* Task list *
A. Please list every country named in the forum thread.
B. Count how many lines of the records contain the word "wing", and give only that number.

# You all have a months peace !!!



## Mrplodd (Mar 4, 2008)

Mrs Plodd and I are off to Italy, (via the Mosel Valley, hic) on the 0600 DFDS Dover to Dunkirk sailing this Saturday for ALL of September.

So you will just have to cope without me until I return, I would ask that you all try, as hard as you can, NOT to show your obvious and heartfelt disappointment at the loss of my frequent posts !!!!

However if I can find a free wifi spot I MIGHT just pop up to make sure you are all behaving yourselves.

Byeeeeeee !!

Andy & Annette Plodd


----------



## erneboy (Feb 8, 2007)

Have a good trip Ploddy. The Mosel is a great place, Alan.


----------



## 100127 (Jul 20, 2006)

Have a nice Holiday Andy, we are not far behind. On le shuttle 12th Sept and away in France and Italy and Switzerland. Back on 12th Oct. Wave if you see us. 

Bob and Margaret.


----------



## wakk44 (Jun 15, 2006)

Don't know how we'll manage without you

(I'm trying to sound sincere) :lol: 

Have a great trip


----------



## duxdeluxe (Sep 2, 2007)

Have a really great trip, both of you


----------



## listerdiesel (Aug 3, 2012)

Enjoy!

We've got two long weekends in September at two shows, so that's 8 days away   

Peter


----------



## Morphology (Jul 23, 2010)

If you can get there before the 2nd sept' the Bernkastel Kids wine festival is worth doing. Enjoy!

Morph


----------



## Gary1944 (Feb 21, 2009)

Don't want to worry you but that was our intention at the end of May, but most of it got washed away! Ended up heading for Argeles sur Mer. Wish you luck and a great holiday.

Gary.


----------



## Evs54 (Mar 11, 2013)

Mrplodd said:


> Mrs Plodd and I are off to Italy, (via the Mosel Valley, hic) on the 0600 DFDS Dover to Dunkirk sailing this Saturday for ALL of September.

Records from a collection
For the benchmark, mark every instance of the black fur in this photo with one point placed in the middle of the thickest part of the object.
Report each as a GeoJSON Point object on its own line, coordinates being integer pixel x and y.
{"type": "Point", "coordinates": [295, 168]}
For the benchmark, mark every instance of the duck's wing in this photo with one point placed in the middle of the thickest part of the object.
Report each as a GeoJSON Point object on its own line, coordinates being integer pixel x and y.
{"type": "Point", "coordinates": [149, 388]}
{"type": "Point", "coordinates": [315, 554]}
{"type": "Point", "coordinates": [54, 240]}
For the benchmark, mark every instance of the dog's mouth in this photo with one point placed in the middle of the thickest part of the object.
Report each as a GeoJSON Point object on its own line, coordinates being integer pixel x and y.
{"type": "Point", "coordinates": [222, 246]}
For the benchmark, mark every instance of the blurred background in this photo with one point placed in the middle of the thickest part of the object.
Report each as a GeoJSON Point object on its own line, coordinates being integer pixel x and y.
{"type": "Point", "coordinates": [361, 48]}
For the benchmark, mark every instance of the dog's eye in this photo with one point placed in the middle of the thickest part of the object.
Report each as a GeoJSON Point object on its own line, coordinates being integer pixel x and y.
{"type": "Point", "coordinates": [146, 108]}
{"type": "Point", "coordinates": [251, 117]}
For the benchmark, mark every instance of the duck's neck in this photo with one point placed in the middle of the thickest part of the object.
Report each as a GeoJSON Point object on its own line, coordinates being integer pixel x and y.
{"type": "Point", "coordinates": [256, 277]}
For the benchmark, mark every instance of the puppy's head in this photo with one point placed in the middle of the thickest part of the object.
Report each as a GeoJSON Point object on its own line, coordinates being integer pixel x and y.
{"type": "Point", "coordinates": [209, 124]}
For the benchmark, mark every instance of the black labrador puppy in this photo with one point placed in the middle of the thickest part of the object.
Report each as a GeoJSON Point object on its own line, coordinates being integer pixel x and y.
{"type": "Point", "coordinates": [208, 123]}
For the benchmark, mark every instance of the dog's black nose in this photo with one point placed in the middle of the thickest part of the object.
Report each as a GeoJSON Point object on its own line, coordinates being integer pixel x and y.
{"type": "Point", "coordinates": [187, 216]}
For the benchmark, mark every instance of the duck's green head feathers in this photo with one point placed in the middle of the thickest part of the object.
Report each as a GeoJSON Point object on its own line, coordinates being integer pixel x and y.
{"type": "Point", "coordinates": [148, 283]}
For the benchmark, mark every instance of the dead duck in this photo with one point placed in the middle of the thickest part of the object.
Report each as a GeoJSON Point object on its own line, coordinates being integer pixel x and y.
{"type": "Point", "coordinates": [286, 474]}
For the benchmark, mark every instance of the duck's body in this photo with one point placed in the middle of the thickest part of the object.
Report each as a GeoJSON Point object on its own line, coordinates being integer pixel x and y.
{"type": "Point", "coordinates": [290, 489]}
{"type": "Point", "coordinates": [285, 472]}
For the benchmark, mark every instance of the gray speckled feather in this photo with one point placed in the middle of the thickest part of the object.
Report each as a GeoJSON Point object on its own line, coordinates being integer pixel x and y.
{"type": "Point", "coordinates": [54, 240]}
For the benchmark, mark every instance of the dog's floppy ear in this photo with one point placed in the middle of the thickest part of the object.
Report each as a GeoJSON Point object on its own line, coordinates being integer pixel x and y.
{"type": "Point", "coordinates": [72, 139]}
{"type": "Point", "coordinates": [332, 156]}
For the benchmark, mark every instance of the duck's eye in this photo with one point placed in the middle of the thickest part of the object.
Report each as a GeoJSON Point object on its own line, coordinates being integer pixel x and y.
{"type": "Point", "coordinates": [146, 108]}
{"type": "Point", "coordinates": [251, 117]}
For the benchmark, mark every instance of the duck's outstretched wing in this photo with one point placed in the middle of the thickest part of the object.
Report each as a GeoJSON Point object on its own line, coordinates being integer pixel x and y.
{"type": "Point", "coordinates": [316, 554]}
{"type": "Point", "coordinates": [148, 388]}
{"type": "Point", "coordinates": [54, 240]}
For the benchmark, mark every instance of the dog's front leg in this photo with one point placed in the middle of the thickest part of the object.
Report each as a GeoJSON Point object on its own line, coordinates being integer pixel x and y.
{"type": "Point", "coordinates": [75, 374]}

* Results by task *
A. Italy, France, Switzerland

B. 2